Extend the essay about scurvy and resistance to renewable energy, starting right after its final sentence.

#### Source document
______________________________

Scurvy and What it Can Tell Us About Opposition to Climate Change & Renewable Energy

By Paul Gipe

Just Because a Better Mousetrap is Known Doesn’t Mean it will be Used When There’s a Vested Financial Interest in the Status Quo

What does Scurvy have to do with the opposition to climate change and the rapid introduction of massive amounts of renewable energy? Quite a bit really.

It’s odd those associations we make. After reading a passage about stromrebellen (electricity rebels) in a book by a German theologian, I was drawn to the small Black Forest town of Schönau and their remarkable rebellion against nuclear power and their local utility.

The same occurred when I picked up the fascinating book Food in History Reay Tannahill. Originally published in 1973 the book became a best seller and if you ever come across it you’ll know why. This is one of two articles drawn from Tannahill’s exciting romp through culinary history.

Upton Sinclair said, “It is difficult to get a man to understand something, when his salary depends upon his not understanding it!” The tragic story of scurvy epitomizes Sinclair’s observation.

We know now that scurvy was the result of vitamin C deficiency. But we in the West knew how to treat scurvy long before we knew what caused it.

Tannahill notes that Chinese sailors had learned how to beat scurvy through empirical means at least by the 5th century. This knowledge was transferred, as we say now, to the Dutch in southeast Asia many centuries later.

______________________________

#### Supplied entries
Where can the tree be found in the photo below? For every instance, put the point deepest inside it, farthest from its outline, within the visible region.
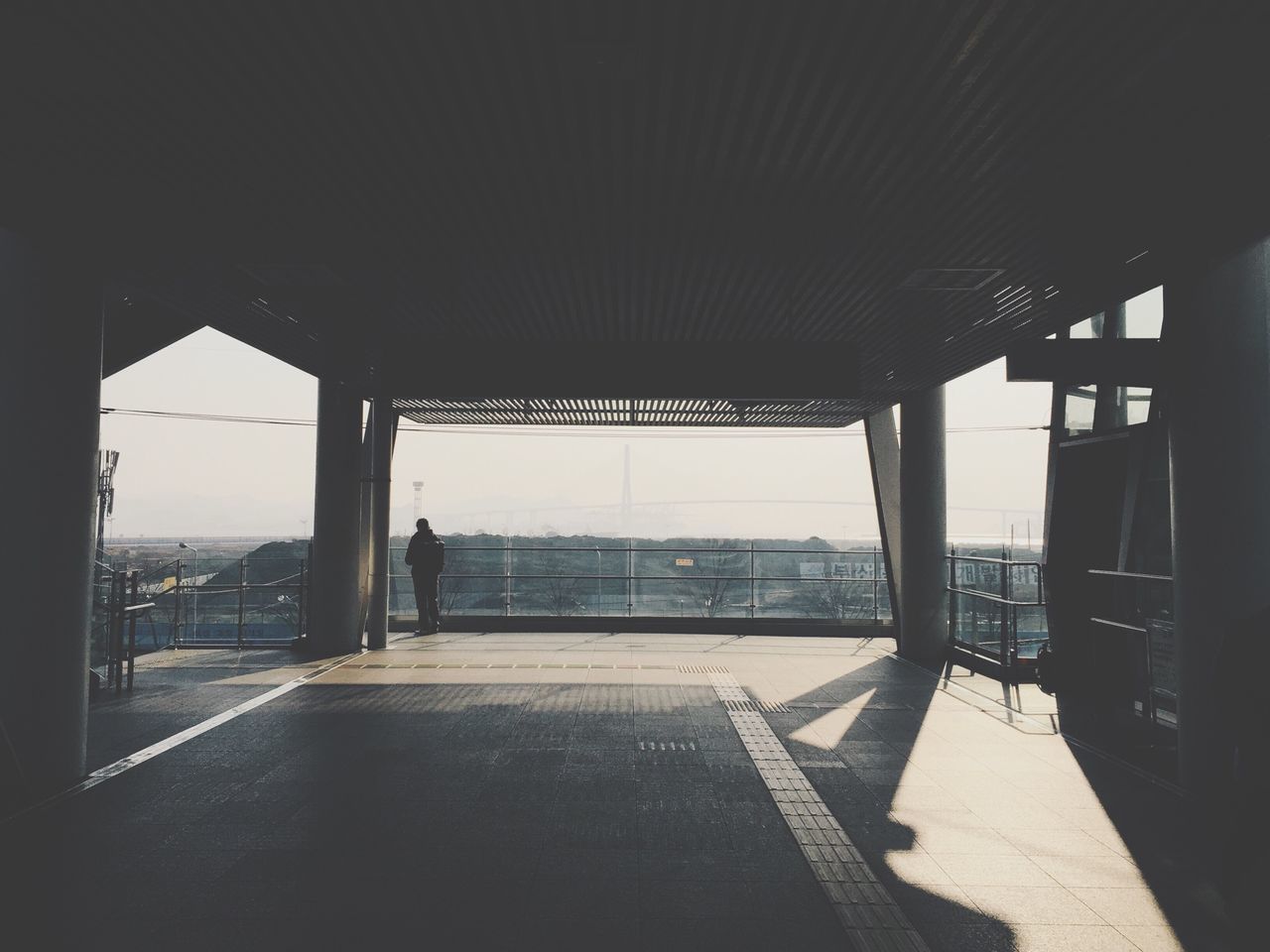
(835, 598)
(714, 583)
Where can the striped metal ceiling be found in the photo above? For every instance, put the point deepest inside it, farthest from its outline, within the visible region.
(634, 413)
(358, 186)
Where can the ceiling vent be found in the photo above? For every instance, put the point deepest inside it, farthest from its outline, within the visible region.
(951, 278)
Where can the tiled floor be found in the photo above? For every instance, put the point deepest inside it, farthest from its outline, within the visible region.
(590, 791)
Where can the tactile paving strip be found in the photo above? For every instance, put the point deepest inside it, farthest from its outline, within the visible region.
(871, 919)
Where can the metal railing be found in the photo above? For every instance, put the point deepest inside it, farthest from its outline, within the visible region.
(670, 581)
(232, 603)
(997, 608)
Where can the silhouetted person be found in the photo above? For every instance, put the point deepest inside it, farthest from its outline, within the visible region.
(426, 556)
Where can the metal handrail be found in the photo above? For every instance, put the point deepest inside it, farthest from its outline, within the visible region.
(996, 598)
(740, 556)
(649, 578)
(985, 558)
(642, 548)
(1141, 576)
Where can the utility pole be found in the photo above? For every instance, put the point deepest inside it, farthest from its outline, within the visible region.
(626, 493)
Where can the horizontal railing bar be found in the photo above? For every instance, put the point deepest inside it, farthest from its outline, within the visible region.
(994, 561)
(638, 551)
(657, 578)
(1137, 629)
(996, 598)
(1143, 576)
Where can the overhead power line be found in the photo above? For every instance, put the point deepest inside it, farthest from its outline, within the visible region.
(572, 431)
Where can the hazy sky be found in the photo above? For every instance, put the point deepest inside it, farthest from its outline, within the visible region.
(204, 477)
(213, 477)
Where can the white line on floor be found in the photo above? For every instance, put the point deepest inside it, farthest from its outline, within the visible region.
(127, 763)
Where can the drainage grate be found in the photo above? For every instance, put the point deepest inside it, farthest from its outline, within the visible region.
(756, 706)
(667, 746)
(862, 905)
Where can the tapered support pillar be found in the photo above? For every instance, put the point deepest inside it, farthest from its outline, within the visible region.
(1216, 325)
(884, 467)
(335, 611)
(924, 530)
(381, 495)
(50, 405)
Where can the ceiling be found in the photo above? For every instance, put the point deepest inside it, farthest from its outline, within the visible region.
(377, 190)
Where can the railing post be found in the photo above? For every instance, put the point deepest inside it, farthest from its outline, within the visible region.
(241, 598)
(875, 584)
(118, 583)
(300, 603)
(132, 629)
(753, 604)
(507, 575)
(1006, 639)
(178, 611)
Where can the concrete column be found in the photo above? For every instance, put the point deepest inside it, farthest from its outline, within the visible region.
(924, 530)
(334, 625)
(884, 467)
(50, 405)
(381, 483)
(1216, 336)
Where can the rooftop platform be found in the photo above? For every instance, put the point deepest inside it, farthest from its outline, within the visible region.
(599, 791)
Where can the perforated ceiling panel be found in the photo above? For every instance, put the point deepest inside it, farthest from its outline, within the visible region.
(361, 188)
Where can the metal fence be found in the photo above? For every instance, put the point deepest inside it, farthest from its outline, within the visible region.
(997, 608)
(223, 603)
(731, 580)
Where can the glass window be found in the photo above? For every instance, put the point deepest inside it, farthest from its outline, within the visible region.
(1144, 315)
(1086, 329)
(1080, 411)
(1138, 404)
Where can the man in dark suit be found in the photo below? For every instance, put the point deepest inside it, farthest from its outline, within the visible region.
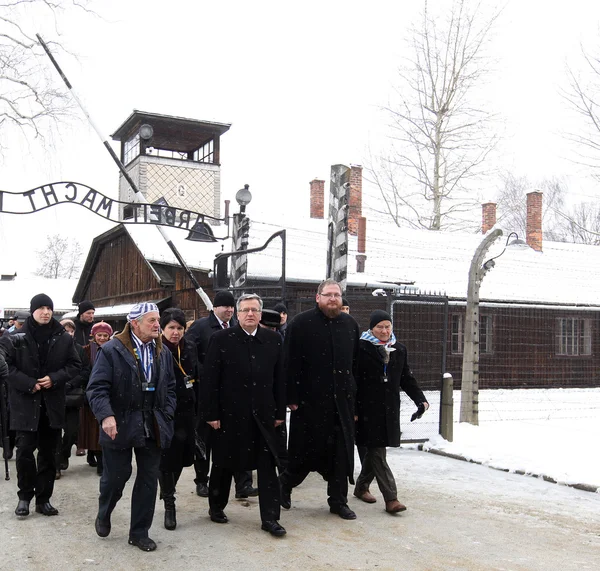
(132, 395)
(321, 347)
(243, 400)
(200, 332)
(38, 371)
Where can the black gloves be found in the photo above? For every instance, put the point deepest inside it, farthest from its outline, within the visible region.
(420, 412)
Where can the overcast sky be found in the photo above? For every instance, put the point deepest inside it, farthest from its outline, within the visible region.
(301, 83)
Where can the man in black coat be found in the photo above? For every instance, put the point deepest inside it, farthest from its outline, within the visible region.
(320, 351)
(200, 332)
(382, 370)
(74, 395)
(243, 400)
(132, 395)
(84, 322)
(38, 371)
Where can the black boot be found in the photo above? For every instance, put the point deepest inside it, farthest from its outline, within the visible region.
(167, 491)
(100, 466)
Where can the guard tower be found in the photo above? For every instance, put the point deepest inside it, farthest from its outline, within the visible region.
(173, 160)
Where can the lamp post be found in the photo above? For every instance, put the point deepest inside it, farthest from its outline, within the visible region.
(241, 227)
(469, 392)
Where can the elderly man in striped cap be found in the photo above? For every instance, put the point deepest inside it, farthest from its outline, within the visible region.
(132, 394)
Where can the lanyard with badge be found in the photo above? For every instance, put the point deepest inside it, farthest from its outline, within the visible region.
(145, 370)
(187, 379)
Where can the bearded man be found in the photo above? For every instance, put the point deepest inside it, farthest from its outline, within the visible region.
(321, 346)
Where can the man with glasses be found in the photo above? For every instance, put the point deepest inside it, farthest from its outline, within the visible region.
(243, 400)
(321, 345)
(200, 332)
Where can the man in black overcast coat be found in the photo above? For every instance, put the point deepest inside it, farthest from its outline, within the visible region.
(200, 332)
(321, 346)
(38, 372)
(84, 322)
(243, 400)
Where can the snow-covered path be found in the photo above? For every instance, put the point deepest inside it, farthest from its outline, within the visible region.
(460, 516)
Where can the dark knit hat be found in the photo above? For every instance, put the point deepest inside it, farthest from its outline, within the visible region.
(377, 316)
(270, 318)
(224, 299)
(280, 308)
(40, 300)
(101, 327)
(84, 306)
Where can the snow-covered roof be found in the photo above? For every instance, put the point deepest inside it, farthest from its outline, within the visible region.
(562, 274)
(16, 294)
(198, 255)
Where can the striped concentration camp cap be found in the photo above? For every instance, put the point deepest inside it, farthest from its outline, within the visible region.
(140, 309)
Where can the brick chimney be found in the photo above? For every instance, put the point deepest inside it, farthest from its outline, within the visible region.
(488, 216)
(361, 257)
(534, 220)
(355, 201)
(317, 198)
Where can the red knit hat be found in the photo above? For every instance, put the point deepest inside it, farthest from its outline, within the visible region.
(101, 327)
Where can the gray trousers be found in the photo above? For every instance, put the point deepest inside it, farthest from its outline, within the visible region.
(375, 466)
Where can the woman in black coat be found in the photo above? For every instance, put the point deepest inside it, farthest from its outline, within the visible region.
(181, 451)
(382, 370)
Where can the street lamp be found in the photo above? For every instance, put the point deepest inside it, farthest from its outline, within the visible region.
(243, 197)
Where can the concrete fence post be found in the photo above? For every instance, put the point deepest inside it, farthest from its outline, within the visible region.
(447, 408)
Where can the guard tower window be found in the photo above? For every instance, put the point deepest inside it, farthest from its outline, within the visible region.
(131, 149)
(205, 154)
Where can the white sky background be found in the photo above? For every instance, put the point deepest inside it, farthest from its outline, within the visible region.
(302, 87)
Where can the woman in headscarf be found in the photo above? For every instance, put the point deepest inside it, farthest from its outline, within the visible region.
(181, 451)
(89, 429)
(382, 370)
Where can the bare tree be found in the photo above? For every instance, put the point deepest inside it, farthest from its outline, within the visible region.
(512, 205)
(441, 138)
(60, 258)
(581, 224)
(583, 97)
(31, 96)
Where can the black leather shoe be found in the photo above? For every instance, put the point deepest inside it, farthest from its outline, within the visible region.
(286, 498)
(22, 508)
(202, 490)
(46, 509)
(102, 527)
(144, 543)
(247, 492)
(218, 516)
(343, 511)
(273, 527)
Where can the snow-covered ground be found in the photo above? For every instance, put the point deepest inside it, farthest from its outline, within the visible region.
(553, 433)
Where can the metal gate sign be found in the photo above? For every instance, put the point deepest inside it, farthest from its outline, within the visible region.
(53, 194)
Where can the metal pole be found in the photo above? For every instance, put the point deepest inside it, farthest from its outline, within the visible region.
(469, 393)
(447, 408)
(139, 196)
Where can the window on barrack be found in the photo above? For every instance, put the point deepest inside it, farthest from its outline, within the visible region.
(574, 336)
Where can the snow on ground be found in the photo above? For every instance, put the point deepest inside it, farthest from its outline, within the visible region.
(546, 432)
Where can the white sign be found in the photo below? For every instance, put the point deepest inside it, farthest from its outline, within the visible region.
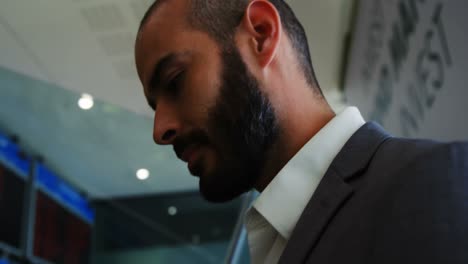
(408, 67)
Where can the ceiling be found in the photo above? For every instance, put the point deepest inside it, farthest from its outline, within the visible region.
(53, 51)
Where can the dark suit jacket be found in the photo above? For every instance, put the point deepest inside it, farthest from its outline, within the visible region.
(387, 200)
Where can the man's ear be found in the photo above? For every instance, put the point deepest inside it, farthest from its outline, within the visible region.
(263, 23)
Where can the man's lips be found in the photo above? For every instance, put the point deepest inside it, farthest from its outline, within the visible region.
(188, 153)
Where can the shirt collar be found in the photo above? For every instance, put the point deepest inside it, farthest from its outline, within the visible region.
(284, 199)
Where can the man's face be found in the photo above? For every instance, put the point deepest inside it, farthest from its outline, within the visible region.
(208, 105)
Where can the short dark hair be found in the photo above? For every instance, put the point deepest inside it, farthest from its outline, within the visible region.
(220, 18)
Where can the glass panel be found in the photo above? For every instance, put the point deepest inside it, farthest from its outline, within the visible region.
(60, 236)
(11, 204)
(175, 228)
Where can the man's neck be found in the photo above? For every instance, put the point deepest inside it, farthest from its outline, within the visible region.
(294, 135)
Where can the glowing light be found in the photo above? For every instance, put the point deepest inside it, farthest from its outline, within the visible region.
(172, 210)
(86, 102)
(142, 174)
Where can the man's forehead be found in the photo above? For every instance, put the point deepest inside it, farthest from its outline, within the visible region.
(161, 26)
(172, 11)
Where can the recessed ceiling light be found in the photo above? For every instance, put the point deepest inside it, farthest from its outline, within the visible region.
(142, 174)
(86, 102)
(172, 210)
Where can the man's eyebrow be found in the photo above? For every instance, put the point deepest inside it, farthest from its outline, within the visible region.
(157, 73)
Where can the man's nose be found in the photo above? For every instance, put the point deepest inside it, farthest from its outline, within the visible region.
(166, 124)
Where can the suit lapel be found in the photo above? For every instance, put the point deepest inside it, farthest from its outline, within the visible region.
(333, 191)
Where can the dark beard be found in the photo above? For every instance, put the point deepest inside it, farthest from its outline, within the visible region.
(244, 127)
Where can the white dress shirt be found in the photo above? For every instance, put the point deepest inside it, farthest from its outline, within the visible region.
(273, 216)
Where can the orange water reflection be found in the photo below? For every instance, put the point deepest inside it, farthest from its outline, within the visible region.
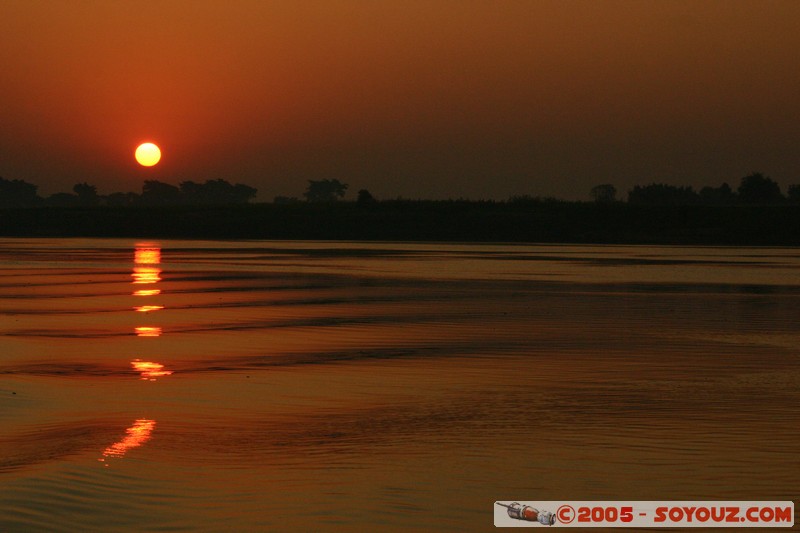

______________________________

#### Solved exercise
From the Dutch this knowledge must have travelled to other maritime powers. Tannahill cites a record of an English fleet from the East India Company off the coast of Madagascar in 1601 gathering oranges and lemons “which is the best remedy against scurvy.”

That should have been the end of it. Scurvy was treatable and people knew how to treat it.

Alas, that wasn’t the end of the story, not by far. Ship owners had a different take.

Citrus fruit was expensive before the days of air freight and there was no way of growing enough green herbs on board sailing ships to feed the crew wrote Tannahill.

What Tannahill says next is chilling. Ship owners argued that scurvy was not caused by enough fresh food but, instead, by too much salt. And since salting food was the only way of preserving food in that day, there was nothing that could be done. Like maritime Pontius Pilates, they washed their hands of concern. Thus, scurvy was a fact of life for mariners long after we knew how to treat it. You signed on, scurvy was one of the consequences.

For 200 years after knowledge of how to avoid scurvy was known in the West, sailors died by the thousands as ship owners and the navies of the great powers searched for cheaper and more convenient solutions than simply feeding their crews citrus.

It wasn’t until the British Admiralty, in Tannahill’s retelling, at the end of the 18th century finally decided to take action. It was significant that the British Navy was losing more men to scurvy than they were to combat. Remember, this was the time when British colonists were becoming rebellious. It was then that the Admiralty issued a daily ration of lemon juice for its crews after six weeks at sea. The lemon juice was issued along with a ration of rum from its plantations in the Caribbean.

In the mid-19th century lime juice was substituted for lemon juice and British sailors have been called “limey’s” ever since.

The history of scurvy and its treatment is a parable for our times. Those who believe that reason alone is sufficient to convince those with a financial stake in the status quo to change course—regardless of the topic—fail to understand human nature and the resistance to change.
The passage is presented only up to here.